**WHAT THIS EXERCISE ASKS:**
**a)** Retype the passage of the electron beam furnace text from "Another object of the invention is to provide an electron beam" to "composition.", word for word.
**b)** Write what comes next in the electron beam furnace text, picking up after its final sentence.

**DOCUMENT:**

SUMMARY OF THE INVENTION
Accordingly, it is an object of the present invention to provide a
new and improved process for melting and refining metallic
compositions which overcomes the above-mentioned disadvantages of
the prior art.
Another object of the invention is to provide an electron beam
refining method which prevents or inhibits vaporization of desired
constituents of the composition during refining and casting.
A further object of the invention is to provide an electron beam
furnace capable of melting and refining metallic compositions
without undesired vaporization of components of the
composition.
Still another object of the invention is to provide an electron
beam furnace in which the start-up time is substantially
reduced.
An additional object of the invention is to provide an electron
beam furnace in which vaporized metallic constituents can condense
on the furnace walls in powder or granular form.
These and other objects of the invention are attained by providing
an electron beam furnace capable of operation at relatively high
pressure of at least 50 microns Hg, desirably in the range from
about 50-300 microns Hg, and, preferably, in the range of 100-200
microns Hg. In this way, electron beam refining of raw material may
be carried out while suppressing volatilization of desired
components of the material and avoiding accumulation of vaporized
material on the walls of the furnace in a form in which relatively
large pieces could fall from the walls into the molten material and
cause contamination.
In order to assure proper operation of the electron beam guns in a
furnace operating at increased pressure in the range of 50-300
microns Hg, for example, electron beam guns are designed to avoid
deterioration of the filaments and cathodes which would result from
operation at high pressure. In one embodiment, the electron beam
guns are formed with a series of compartments through which the
electron beam passes, and each of the compartments is evacuated
separately so as to maintain an appropriate total reduction in
pressure between the interior of the furnace and the location of
the cathode and filament in the electron beam gun.
BRIEF DESCRIPTION OF THE DRAWINGS
Further objects and advantages of the invention will be apparent
from a reading of the following description in conjunction with the
accompanying drawings in which:
FIG. 1 is a schematic view illustrating a representative electron
beam furnace arranged to operate at increased pressure in
accordance with the present invention; and
FIG. 2 is a schematic sectional view illustrating a representative
arrangement for an electron beam gun intended for use in a furnace
operated at increased pressure in accordance with the
invention.
DESCRIPTION OF PREFERRED EMBODIMENT
In the representative embodiment of the invention shown
schematically in FIG. 1, an electron beam furnace 10 includes a
housing 11 enclosing a hearth 12 which is cooled in the usual
manner by internal water circulation conduits 13 to form a solid
skull 14 of the material being refined. Pieces 15 of solid raw
material to be refined are supplied to the hearth through a feed
chute 16 in the usual manner. The raw material 15 deposited in the
hearth is melted by an electron beam from an electron beam gun 17
which is scanned over a desired hearth area in the customary way to
provide a pool of molten material 18 in the hearth.

**MATERIAL:**
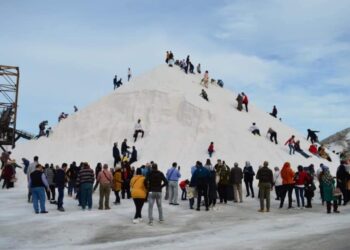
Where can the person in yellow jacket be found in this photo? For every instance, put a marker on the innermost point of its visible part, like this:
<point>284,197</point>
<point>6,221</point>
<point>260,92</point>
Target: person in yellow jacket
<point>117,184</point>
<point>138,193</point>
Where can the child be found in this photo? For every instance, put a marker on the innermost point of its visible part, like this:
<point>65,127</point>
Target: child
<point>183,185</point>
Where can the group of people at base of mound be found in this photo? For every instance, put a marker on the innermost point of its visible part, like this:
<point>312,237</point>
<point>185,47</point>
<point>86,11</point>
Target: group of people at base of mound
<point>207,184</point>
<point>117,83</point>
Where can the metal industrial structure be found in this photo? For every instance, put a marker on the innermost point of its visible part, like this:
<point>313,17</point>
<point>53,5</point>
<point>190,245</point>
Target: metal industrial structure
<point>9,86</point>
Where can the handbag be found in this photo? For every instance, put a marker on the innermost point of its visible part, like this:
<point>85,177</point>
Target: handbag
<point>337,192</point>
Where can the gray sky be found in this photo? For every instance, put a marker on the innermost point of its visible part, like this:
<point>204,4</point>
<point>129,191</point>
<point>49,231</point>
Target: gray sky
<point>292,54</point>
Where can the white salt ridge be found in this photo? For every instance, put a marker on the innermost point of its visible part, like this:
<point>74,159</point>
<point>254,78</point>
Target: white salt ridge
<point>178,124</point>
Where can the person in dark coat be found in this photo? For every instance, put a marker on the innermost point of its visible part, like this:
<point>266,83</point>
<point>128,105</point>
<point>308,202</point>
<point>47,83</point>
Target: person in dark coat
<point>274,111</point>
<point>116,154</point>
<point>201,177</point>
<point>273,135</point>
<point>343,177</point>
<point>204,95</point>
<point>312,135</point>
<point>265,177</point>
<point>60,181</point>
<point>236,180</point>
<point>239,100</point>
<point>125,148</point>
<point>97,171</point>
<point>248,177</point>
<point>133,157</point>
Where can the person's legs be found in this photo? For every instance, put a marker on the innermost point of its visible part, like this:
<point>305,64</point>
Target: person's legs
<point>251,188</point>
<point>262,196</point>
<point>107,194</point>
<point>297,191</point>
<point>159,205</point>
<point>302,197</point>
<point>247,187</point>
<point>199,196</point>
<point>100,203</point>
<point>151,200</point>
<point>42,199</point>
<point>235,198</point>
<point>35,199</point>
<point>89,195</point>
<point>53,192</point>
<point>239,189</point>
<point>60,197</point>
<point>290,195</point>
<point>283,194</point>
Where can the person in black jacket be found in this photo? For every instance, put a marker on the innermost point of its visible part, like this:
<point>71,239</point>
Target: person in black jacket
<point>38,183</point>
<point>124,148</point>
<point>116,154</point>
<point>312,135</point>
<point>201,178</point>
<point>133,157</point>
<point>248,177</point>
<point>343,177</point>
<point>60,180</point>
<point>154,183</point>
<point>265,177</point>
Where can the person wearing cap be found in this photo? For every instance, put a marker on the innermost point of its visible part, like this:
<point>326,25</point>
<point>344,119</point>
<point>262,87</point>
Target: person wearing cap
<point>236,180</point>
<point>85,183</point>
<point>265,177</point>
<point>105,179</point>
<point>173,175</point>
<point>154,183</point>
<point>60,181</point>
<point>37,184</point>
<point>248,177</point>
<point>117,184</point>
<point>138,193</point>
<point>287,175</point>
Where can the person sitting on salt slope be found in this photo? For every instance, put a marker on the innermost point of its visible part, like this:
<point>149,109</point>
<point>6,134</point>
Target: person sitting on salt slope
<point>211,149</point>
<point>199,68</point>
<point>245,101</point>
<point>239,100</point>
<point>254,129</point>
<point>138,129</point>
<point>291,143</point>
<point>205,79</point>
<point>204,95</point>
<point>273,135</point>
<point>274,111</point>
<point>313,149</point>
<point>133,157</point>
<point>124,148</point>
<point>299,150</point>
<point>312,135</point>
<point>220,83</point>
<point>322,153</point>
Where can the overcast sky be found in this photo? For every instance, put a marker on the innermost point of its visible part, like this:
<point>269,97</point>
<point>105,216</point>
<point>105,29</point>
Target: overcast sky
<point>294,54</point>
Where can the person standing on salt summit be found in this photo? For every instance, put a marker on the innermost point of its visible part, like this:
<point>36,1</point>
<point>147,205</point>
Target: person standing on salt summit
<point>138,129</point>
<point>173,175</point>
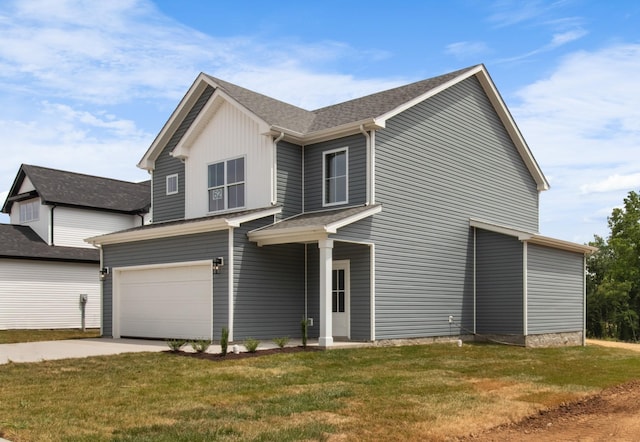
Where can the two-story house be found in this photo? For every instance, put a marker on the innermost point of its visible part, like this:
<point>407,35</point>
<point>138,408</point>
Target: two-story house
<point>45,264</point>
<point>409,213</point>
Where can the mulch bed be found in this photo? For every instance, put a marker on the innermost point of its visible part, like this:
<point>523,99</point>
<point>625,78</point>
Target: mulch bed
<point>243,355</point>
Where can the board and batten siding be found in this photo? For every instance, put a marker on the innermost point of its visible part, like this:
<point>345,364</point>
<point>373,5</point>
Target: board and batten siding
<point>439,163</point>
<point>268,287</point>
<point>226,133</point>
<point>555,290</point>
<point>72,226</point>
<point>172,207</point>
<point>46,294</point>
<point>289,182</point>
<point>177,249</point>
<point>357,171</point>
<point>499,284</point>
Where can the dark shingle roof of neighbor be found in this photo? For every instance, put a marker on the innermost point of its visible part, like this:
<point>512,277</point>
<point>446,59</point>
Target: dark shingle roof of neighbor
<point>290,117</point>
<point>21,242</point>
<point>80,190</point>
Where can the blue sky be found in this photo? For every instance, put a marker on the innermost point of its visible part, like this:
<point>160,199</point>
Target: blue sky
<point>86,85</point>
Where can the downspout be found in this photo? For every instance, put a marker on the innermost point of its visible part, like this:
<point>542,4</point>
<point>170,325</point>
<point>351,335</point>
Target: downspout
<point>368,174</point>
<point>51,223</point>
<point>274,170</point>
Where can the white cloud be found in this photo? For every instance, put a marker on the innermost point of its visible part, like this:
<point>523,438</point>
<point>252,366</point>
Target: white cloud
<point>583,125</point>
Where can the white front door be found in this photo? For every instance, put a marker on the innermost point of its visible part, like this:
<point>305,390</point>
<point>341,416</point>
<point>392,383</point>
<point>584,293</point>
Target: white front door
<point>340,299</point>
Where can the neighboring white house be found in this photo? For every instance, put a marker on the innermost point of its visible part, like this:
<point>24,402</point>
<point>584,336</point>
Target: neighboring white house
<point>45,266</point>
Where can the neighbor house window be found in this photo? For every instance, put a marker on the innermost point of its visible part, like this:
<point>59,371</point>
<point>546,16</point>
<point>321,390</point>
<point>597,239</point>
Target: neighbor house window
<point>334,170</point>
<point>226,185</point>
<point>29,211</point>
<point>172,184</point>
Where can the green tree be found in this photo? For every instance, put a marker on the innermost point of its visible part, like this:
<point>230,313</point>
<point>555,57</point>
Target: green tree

* * *

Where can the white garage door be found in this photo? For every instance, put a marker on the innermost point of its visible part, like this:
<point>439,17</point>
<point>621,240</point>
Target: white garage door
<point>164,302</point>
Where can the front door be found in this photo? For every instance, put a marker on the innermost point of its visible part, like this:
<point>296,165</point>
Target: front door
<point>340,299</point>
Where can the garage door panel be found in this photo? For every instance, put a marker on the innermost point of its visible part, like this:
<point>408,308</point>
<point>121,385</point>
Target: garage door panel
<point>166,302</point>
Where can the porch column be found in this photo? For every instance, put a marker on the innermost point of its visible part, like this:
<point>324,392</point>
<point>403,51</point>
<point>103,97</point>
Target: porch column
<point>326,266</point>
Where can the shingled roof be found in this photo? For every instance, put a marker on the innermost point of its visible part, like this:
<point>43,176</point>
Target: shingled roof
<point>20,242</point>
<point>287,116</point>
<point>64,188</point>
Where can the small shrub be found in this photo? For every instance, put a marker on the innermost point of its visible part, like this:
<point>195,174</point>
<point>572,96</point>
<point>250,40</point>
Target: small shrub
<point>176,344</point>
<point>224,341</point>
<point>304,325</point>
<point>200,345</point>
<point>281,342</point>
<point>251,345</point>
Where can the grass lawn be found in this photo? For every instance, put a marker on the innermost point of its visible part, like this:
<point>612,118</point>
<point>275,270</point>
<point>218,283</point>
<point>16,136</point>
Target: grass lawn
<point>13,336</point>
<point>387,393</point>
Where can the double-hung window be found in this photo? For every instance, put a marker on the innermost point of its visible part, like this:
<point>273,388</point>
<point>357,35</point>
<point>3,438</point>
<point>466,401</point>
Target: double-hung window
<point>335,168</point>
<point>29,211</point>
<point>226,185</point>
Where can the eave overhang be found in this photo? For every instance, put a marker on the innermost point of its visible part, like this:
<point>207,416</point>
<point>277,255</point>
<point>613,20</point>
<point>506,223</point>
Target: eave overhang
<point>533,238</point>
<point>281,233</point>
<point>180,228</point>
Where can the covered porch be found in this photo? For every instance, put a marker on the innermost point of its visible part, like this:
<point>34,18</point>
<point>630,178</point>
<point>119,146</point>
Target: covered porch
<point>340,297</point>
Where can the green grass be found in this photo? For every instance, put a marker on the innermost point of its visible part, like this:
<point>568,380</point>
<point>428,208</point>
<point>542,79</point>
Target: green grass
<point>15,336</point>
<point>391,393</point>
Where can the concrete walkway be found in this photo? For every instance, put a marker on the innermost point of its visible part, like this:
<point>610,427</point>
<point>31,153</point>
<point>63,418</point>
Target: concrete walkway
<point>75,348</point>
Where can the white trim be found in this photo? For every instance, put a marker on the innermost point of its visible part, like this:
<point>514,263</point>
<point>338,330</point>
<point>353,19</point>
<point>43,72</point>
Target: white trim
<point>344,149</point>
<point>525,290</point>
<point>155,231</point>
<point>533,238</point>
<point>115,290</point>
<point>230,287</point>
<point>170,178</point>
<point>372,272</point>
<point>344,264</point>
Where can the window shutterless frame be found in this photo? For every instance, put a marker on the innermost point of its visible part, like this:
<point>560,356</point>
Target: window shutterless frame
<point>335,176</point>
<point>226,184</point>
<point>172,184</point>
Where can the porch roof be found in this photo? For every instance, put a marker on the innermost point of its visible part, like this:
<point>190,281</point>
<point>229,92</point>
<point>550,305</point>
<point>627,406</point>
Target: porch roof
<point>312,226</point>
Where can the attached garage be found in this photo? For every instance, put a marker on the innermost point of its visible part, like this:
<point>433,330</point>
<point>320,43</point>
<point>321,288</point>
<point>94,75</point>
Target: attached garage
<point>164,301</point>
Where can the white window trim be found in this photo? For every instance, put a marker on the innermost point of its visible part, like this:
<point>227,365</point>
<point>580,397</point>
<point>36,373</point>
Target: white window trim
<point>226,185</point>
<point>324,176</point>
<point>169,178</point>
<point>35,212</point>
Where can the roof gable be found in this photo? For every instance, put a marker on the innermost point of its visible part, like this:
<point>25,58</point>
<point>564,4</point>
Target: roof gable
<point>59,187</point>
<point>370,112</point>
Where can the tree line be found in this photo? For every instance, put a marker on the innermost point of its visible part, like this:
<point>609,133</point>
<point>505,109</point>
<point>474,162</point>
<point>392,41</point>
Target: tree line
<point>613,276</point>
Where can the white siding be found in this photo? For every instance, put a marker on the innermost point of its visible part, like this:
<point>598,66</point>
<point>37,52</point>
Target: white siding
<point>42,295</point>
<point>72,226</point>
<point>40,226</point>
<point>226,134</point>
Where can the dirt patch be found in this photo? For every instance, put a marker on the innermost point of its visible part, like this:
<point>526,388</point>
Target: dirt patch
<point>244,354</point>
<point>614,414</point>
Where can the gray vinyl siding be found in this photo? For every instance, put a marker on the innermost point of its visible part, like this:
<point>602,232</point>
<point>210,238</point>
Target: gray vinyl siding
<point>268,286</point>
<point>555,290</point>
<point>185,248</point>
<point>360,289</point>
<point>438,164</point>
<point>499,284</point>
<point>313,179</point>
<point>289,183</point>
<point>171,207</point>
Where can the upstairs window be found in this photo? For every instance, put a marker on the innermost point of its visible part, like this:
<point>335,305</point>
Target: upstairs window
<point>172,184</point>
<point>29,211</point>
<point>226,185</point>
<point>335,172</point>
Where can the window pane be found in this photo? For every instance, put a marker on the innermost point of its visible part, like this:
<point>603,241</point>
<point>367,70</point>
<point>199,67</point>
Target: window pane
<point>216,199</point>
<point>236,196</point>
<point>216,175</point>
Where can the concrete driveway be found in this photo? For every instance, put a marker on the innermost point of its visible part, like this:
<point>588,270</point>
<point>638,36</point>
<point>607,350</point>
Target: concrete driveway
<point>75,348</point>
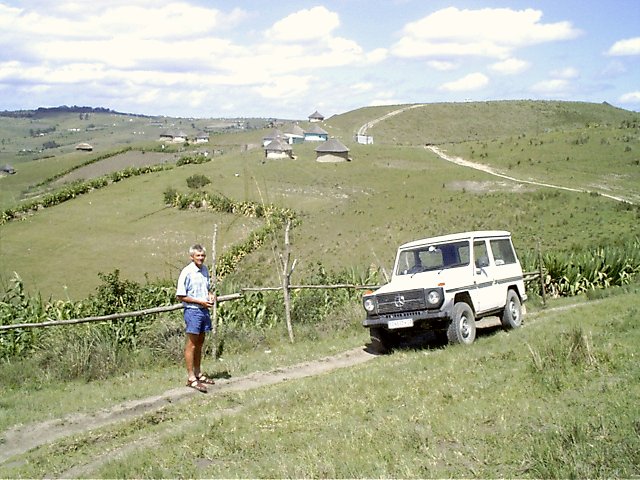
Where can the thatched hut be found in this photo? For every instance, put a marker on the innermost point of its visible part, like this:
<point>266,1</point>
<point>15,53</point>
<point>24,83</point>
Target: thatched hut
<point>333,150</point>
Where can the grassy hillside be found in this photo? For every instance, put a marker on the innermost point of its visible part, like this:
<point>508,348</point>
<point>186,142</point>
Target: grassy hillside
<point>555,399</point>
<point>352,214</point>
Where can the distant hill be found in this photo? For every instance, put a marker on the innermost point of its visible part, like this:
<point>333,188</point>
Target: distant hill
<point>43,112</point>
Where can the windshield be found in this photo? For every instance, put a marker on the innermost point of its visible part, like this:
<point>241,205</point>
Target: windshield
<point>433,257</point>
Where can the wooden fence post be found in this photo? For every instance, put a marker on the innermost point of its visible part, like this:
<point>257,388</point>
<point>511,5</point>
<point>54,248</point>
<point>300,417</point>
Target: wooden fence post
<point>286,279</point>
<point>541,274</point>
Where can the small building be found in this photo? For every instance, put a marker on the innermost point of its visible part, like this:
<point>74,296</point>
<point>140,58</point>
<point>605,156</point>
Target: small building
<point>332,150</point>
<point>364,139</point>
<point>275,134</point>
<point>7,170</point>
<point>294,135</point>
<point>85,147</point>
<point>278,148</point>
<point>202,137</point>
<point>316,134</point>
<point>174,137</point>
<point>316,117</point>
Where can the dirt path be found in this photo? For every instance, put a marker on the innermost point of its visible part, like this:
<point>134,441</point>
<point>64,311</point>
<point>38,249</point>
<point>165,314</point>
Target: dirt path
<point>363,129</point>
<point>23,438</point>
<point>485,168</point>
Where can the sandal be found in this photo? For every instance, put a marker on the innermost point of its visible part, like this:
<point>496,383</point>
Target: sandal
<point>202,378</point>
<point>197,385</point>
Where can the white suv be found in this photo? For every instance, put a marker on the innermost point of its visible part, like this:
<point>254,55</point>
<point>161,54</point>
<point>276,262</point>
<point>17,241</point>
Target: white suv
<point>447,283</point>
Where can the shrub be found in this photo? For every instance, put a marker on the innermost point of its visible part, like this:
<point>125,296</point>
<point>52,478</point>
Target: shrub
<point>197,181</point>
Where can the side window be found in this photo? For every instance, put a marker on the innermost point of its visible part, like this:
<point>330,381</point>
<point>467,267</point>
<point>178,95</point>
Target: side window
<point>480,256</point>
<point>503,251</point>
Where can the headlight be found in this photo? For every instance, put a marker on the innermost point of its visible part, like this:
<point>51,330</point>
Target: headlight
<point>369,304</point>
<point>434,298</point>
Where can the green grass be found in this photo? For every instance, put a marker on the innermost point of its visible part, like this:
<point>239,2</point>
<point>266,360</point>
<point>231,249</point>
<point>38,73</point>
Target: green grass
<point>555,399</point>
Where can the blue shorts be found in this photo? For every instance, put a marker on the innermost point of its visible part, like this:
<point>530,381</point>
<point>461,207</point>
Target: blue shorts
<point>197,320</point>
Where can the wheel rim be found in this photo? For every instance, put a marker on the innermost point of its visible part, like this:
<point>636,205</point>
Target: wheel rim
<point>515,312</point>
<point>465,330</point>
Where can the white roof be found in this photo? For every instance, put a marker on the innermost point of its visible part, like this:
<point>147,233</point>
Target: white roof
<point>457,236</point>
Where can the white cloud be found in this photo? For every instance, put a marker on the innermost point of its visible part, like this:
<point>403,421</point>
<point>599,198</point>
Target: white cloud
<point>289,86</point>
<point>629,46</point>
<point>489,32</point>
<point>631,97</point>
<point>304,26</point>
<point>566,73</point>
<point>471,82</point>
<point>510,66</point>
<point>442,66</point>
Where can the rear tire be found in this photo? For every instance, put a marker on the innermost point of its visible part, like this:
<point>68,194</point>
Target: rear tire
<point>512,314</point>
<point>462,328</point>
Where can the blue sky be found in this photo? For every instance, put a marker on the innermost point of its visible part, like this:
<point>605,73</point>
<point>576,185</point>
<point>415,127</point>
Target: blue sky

**ANSWERS TO EACH TASK:**
**a)**
Another object of the invention is to provide an electron beam
refining method which prevents or inhibits vaporization of desired
constituents of the composition during refining and casting.
A further object of the invention is to provide an electron beam
furnace capable of melting and refining metallic compositions
without undesired vaporization of components of the
composition.

**b)**
Alternatively, if desired, the raw material supplied to the furnace
may be in the form of a solid bar or electrode (not shown), having
one end which is melted by the beam from the gun 17, the bar being
moved toward the beam as the end is melted in the usual manner.
Another electron beam gun 19 is similarly scanned over another
hearth region to impart energy to the pool of molten metal to
assure that all particulate material is thoroughly melted, after
which the molten material passes through a pouring lip 20 at the
outlet end of the hearth to a vertical mold 21 in which the molten
material is solidified into an ingot 22 which is withdrawn
downwardly from the mold in the conventional procedure. A further
electron beam gun 23 is scanned over the surface of the molten
material 24 in the molt to impart sufficient energy to the material
to assure proper solidification conditions.
In accordance with the invention, the interior of the housing 11 is
maintained at a pressure above the normal range of pressures for an
electron beam furnace, such as at least 50 microns Hg, desirably
100-300 microns Hg, and preferably 100-200 microns Hg, by a primary
vacuum system 25. The primary vacuum system 25 includes a
high-vacuum pumping arrangement as well as a controlled gas-bleed
arrangement to bleed inert gas into the furnace interior when
required to maintain the internal furnace pressure at a desired
value.
With this arrangement volatilization of desired constituents in the
molten material 18 is suppressed because of the relatively high
pressure and any metal which does volatilize during the processing
tends to condense in the form of a fine powder.
In order to reduce losses of volatile constituents, the furnace 10
includes a horizontal condensing screen 26 positioned above the
hearth, having appropriate openings for the electron beams, to
condense and collect vaporized material in the form of a power 26a
before it reaches the furnace walls. To continuously remove the
powder 26a from the screen 26 as well as any powder deposited on
the furnace walls, a vibrator 27 imparts a vibratory motion to the
screen and the housing walls, causing the deposited powder to be
separated and fall back into the hearth 12. Since the deposit is in
the form of fine powder, the material which falls back into the
hearth is readily melted and does not form solid inclusions which
could degrade the quality of the ingot 22. Alternatively, scrapers
(not shown) may be arranged to scrape the screen surface
periodically.
Moreover, because the pressure in the hearth is one to two orders
of magnitude higher than the pressure normally maintained in an
electron beam furnace, the time required to degas the furnace upon
initial start-up from the cold condition is substantially reduced.
If the pressure in the furnace during operation were required to be
maintained at 0.1-1 microns Hg, for example, degassing times of
five to ten hours might be required before the furnace could be
used. Since the furnace of the invention is operated at a
substantially higher pressure, for example, in the range from
50-300 microns Hg, degassing requires substantially less time, for
example, about one hour or less, on start-up from a cold condition,
permitting the furnace to be operated much more quickly after a
shutdown.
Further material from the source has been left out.